*** Data listing ***

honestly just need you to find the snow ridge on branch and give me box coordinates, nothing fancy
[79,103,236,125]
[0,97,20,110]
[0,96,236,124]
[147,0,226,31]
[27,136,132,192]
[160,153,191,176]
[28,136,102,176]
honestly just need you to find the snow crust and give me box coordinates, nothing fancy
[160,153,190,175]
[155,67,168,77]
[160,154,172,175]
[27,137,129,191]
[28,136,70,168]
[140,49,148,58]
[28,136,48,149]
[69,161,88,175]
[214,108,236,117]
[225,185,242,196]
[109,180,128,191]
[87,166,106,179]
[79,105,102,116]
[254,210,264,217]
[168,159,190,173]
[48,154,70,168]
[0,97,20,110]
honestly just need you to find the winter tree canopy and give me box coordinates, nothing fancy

*** End of Data listing ***
*** Data listing ***

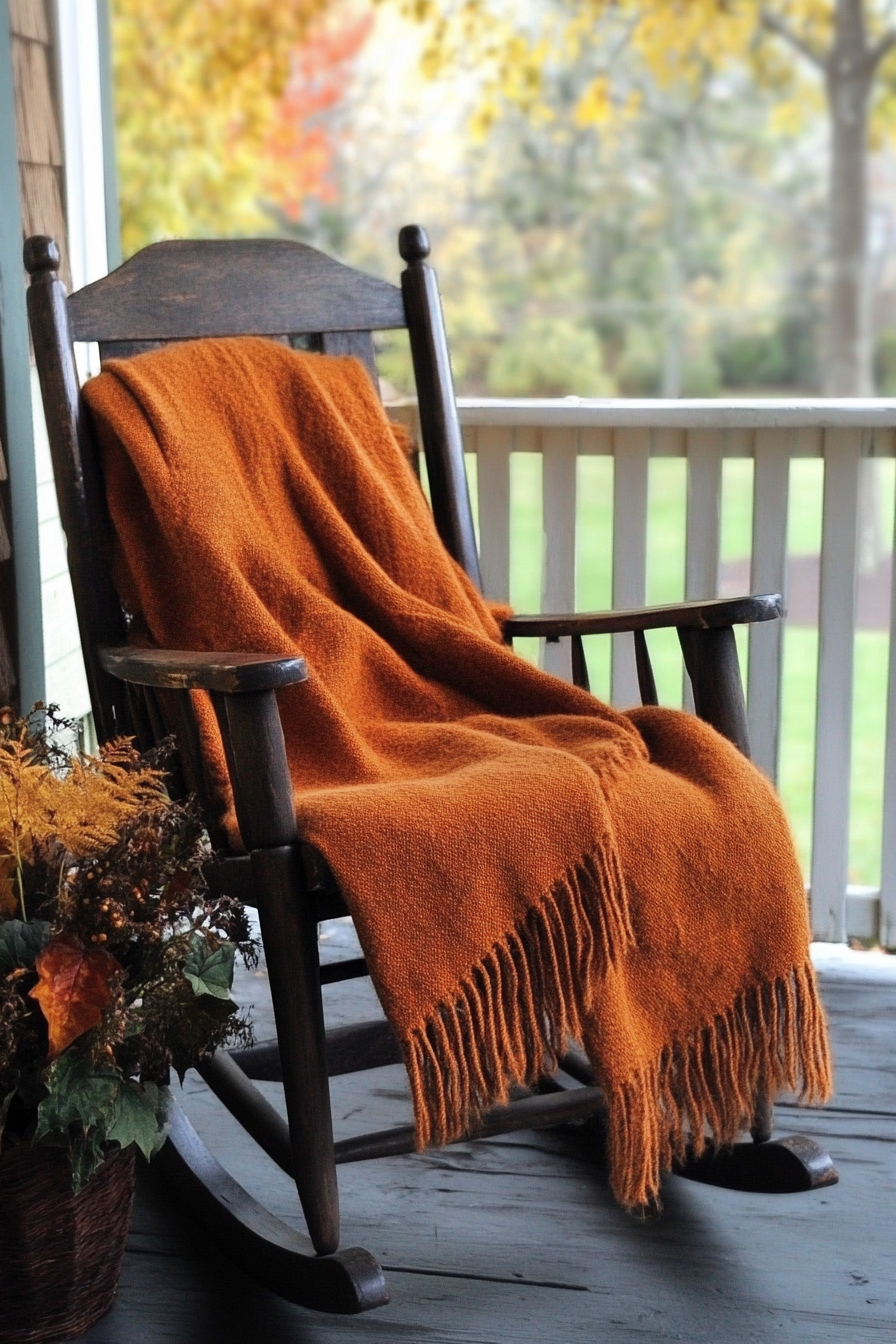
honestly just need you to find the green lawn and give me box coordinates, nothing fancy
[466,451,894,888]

*** End of Data listing ***

#### Work task
Take the stretch of lines above from the one containing "honestly just need you to find the snow crust" through the one containing "honestly just need you to find the winter" and repeat it exactly, adding no other line.

#### Answer to this problem
honestly just need you to find the snow crust and give me box coordinates, nothing fancy
[160,153,190,175]
[155,67,168,77]
[160,154,172,175]
[27,137,129,191]
[28,136,70,168]
[140,49,148,58]
[28,136,48,149]
[69,161,88,175]
[214,108,236,117]
[225,185,242,196]
[109,180,128,191]
[87,166,106,179]
[79,105,102,116]
[254,210,264,217]
[168,159,190,173]
[48,154,70,168]
[0,97,20,110]
honestly just need you to find the winter tree canopy and give me box coordinates, nothing fancy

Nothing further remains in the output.